• Photo-based referring expression data:

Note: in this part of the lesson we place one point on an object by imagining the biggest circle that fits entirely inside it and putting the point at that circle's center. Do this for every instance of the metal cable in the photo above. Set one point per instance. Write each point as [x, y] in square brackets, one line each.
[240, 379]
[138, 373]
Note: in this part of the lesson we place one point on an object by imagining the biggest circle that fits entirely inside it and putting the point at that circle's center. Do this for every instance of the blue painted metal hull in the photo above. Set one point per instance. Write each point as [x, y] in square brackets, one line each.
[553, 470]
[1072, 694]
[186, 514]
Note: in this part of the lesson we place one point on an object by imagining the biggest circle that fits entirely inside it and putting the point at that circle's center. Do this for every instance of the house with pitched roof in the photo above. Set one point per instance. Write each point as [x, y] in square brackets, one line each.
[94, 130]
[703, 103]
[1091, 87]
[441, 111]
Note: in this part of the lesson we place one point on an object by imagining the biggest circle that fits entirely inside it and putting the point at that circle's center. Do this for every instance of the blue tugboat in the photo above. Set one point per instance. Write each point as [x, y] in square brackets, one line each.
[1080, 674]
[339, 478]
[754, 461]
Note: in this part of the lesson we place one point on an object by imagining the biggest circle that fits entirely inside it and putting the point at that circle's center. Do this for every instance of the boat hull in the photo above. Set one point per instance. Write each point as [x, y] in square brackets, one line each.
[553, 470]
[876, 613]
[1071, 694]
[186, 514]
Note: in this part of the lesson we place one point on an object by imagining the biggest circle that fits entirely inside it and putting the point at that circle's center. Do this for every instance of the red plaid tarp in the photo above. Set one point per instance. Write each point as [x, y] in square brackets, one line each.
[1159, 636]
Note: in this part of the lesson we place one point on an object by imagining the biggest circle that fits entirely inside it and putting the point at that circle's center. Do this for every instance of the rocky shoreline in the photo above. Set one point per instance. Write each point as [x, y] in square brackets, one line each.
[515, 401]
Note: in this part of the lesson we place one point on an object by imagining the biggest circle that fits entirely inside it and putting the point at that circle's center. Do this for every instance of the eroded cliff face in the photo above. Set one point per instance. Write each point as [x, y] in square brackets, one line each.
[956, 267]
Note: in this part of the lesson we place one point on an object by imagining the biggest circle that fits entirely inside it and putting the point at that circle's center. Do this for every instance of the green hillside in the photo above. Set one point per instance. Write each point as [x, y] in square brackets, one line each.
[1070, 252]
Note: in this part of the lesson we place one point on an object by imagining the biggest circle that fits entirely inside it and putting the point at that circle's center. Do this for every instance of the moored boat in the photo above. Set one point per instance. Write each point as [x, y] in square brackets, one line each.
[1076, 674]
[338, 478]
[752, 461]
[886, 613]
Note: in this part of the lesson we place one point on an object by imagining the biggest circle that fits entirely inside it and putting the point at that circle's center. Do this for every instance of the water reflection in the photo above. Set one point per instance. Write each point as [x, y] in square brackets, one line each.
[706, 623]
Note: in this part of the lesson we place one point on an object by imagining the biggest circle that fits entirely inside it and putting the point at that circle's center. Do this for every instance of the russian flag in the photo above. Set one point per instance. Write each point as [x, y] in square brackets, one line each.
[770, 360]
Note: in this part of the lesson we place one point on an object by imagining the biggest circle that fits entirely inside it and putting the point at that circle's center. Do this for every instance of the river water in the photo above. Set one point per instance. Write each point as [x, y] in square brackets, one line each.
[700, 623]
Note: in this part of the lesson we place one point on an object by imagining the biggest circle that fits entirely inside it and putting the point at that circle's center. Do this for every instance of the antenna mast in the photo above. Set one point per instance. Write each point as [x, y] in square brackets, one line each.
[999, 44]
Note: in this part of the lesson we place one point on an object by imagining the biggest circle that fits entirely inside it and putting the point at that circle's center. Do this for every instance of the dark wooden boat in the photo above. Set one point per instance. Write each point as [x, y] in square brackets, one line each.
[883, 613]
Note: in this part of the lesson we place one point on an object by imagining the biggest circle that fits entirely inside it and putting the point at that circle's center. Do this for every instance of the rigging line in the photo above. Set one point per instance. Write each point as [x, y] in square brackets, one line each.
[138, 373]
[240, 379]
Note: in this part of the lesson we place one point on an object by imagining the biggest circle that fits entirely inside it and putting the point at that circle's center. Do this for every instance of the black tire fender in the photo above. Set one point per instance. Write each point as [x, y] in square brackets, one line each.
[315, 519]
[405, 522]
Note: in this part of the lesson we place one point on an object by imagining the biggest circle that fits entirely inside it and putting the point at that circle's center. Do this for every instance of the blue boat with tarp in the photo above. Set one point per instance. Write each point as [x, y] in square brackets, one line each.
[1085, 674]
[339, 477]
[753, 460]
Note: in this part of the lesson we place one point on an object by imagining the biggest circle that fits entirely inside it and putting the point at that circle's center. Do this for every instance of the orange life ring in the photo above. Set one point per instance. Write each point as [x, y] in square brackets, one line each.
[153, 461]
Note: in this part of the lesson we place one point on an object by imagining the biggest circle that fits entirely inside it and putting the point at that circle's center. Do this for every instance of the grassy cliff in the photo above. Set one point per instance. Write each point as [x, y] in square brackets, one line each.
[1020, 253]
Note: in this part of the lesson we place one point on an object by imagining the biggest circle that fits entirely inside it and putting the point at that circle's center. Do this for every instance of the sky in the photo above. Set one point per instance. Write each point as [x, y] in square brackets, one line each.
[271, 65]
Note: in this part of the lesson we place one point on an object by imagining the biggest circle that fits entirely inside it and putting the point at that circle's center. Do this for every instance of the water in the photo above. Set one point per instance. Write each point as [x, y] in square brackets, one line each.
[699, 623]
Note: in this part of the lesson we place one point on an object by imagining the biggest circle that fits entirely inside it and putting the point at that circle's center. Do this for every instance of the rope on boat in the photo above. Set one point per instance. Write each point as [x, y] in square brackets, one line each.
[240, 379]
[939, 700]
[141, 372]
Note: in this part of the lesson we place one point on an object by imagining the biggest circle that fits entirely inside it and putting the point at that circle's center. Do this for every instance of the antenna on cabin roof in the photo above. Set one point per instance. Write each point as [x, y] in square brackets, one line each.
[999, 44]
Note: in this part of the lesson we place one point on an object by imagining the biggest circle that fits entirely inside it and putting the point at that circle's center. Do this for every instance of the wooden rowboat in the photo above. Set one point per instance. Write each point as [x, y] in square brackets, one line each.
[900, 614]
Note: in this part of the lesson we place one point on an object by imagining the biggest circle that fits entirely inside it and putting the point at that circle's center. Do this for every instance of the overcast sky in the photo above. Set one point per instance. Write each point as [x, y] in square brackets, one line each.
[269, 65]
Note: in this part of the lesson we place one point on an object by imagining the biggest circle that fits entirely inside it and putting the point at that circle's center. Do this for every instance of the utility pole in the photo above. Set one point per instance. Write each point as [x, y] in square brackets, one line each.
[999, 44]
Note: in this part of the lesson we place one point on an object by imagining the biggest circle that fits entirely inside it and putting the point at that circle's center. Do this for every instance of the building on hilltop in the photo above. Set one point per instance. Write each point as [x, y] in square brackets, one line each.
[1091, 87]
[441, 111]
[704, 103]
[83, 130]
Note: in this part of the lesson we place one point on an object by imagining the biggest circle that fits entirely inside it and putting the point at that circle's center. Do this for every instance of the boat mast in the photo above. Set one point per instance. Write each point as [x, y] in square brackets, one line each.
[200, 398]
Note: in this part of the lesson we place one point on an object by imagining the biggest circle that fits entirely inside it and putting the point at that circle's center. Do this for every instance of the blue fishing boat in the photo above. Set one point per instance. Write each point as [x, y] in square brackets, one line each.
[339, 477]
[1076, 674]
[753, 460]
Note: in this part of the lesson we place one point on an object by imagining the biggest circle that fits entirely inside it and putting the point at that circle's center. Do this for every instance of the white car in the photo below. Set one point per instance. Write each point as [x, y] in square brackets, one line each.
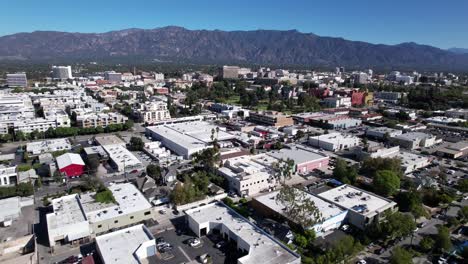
[195, 242]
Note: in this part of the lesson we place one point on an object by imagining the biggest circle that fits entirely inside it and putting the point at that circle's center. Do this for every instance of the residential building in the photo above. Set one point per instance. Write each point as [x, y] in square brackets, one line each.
[332, 215]
[70, 164]
[50, 145]
[61, 72]
[153, 111]
[78, 218]
[258, 247]
[122, 159]
[230, 72]
[17, 80]
[132, 245]
[414, 140]
[305, 159]
[100, 120]
[8, 175]
[334, 141]
[271, 118]
[364, 208]
[383, 132]
[188, 138]
[113, 77]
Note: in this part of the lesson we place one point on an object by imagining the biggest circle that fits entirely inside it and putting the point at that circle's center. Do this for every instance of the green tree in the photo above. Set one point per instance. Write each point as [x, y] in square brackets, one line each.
[298, 207]
[136, 144]
[401, 256]
[426, 244]
[442, 239]
[154, 171]
[386, 182]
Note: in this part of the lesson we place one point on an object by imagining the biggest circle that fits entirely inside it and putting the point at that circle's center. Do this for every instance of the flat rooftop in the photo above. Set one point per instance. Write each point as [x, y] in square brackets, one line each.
[297, 153]
[109, 140]
[327, 209]
[263, 248]
[193, 134]
[119, 247]
[128, 200]
[356, 200]
[67, 211]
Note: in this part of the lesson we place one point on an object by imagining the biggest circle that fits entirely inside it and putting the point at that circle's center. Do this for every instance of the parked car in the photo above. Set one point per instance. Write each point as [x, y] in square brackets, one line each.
[195, 242]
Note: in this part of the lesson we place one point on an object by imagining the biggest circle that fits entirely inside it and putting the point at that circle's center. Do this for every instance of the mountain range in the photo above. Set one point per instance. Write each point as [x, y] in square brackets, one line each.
[265, 47]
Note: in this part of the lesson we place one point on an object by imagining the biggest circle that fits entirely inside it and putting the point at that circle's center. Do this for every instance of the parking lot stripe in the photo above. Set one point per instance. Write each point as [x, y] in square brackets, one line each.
[185, 254]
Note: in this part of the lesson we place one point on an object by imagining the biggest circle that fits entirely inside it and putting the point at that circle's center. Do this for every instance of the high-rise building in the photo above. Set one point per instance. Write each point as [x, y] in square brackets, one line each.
[17, 80]
[61, 72]
[230, 72]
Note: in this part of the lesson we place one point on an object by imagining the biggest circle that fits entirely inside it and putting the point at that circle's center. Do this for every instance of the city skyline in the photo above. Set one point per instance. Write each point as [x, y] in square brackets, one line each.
[386, 23]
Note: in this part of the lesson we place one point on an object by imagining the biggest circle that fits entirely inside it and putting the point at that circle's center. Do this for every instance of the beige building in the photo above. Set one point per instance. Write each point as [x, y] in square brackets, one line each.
[271, 118]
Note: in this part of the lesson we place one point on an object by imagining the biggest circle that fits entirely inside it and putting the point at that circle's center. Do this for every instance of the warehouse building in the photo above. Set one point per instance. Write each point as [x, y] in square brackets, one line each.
[334, 141]
[132, 245]
[331, 219]
[305, 159]
[188, 138]
[363, 207]
[78, 218]
[414, 140]
[257, 246]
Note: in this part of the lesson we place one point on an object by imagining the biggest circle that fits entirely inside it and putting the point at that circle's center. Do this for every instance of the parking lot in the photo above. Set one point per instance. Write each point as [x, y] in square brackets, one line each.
[182, 252]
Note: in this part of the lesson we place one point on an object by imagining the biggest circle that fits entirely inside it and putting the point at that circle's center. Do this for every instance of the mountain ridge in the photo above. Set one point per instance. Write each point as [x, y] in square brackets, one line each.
[272, 47]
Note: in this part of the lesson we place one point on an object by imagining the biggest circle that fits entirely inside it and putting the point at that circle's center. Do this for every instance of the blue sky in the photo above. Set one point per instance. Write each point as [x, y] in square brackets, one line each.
[442, 24]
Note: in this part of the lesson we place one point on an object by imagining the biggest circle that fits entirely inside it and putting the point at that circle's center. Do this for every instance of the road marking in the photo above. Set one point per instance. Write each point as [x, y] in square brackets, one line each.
[185, 254]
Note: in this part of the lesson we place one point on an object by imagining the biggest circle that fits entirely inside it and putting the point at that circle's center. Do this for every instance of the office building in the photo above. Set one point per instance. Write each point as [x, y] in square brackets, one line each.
[248, 175]
[113, 77]
[332, 216]
[122, 159]
[382, 132]
[230, 72]
[364, 208]
[61, 72]
[305, 159]
[334, 141]
[188, 138]
[70, 164]
[17, 80]
[414, 140]
[258, 247]
[79, 217]
[100, 120]
[270, 118]
[8, 175]
[151, 112]
[132, 245]
[50, 145]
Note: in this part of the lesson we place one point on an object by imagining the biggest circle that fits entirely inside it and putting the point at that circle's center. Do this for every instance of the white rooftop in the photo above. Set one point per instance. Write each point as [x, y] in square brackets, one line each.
[297, 153]
[328, 210]
[263, 248]
[123, 246]
[191, 135]
[356, 200]
[69, 159]
[128, 200]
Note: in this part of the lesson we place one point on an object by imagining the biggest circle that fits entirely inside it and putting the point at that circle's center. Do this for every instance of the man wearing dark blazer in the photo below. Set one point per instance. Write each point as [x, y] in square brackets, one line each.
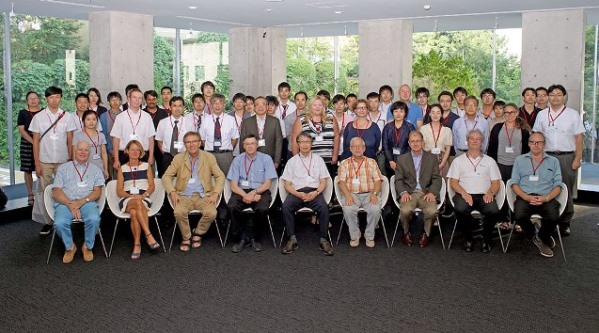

• How to complete this task:
Return exactly, with no pictures, each line from the one that contains "of the office" through the end of the entries above, both ends included.

• Solution to this task:
Note: in this part of the lesson we place one point on an object by imagining the biggest circle that fits entirely inside it and putting the point at that circle's center. Do this for every instance of the office building in the photo above. Set one point per instance. Write each point as [x, y] in square brackets, one line each.
[248, 175]
[113, 77]
[332, 216]
[122, 159]
[382, 132]
[230, 72]
[364, 208]
[61, 72]
[305, 159]
[334, 141]
[188, 138]
[70, 164]
[17, 80]
[414, 140]
[258, 247]
[79, 217]
[100, 120]
[270, 118]
[8, 175]
[151, 112]
[132, 245]
[50, 145]
Note: in this part of the lesson we place one point on an object by imagining the biggest circle that fits entirely inside it and putting the point at that circle's center. Do this for every instance of the white rooftop in the photo above. Set one point per instance. Write each point as [x, y] in square brackets, one line each.
[297, 153]
[328, 210]
[263, 248]
[123, 246]
[191, 135]
[356, 200]
[69, 159]
[128, 200]
Note: in this part of the lesson we place one point on an object by imagining the biggest circle that fits entirely inside it and putting the point at that circle's center. Do this for every instance of the man wearing dark blazer in the photo below. Set one point per instance. Write each point as [x, y] in square brackets, one line each.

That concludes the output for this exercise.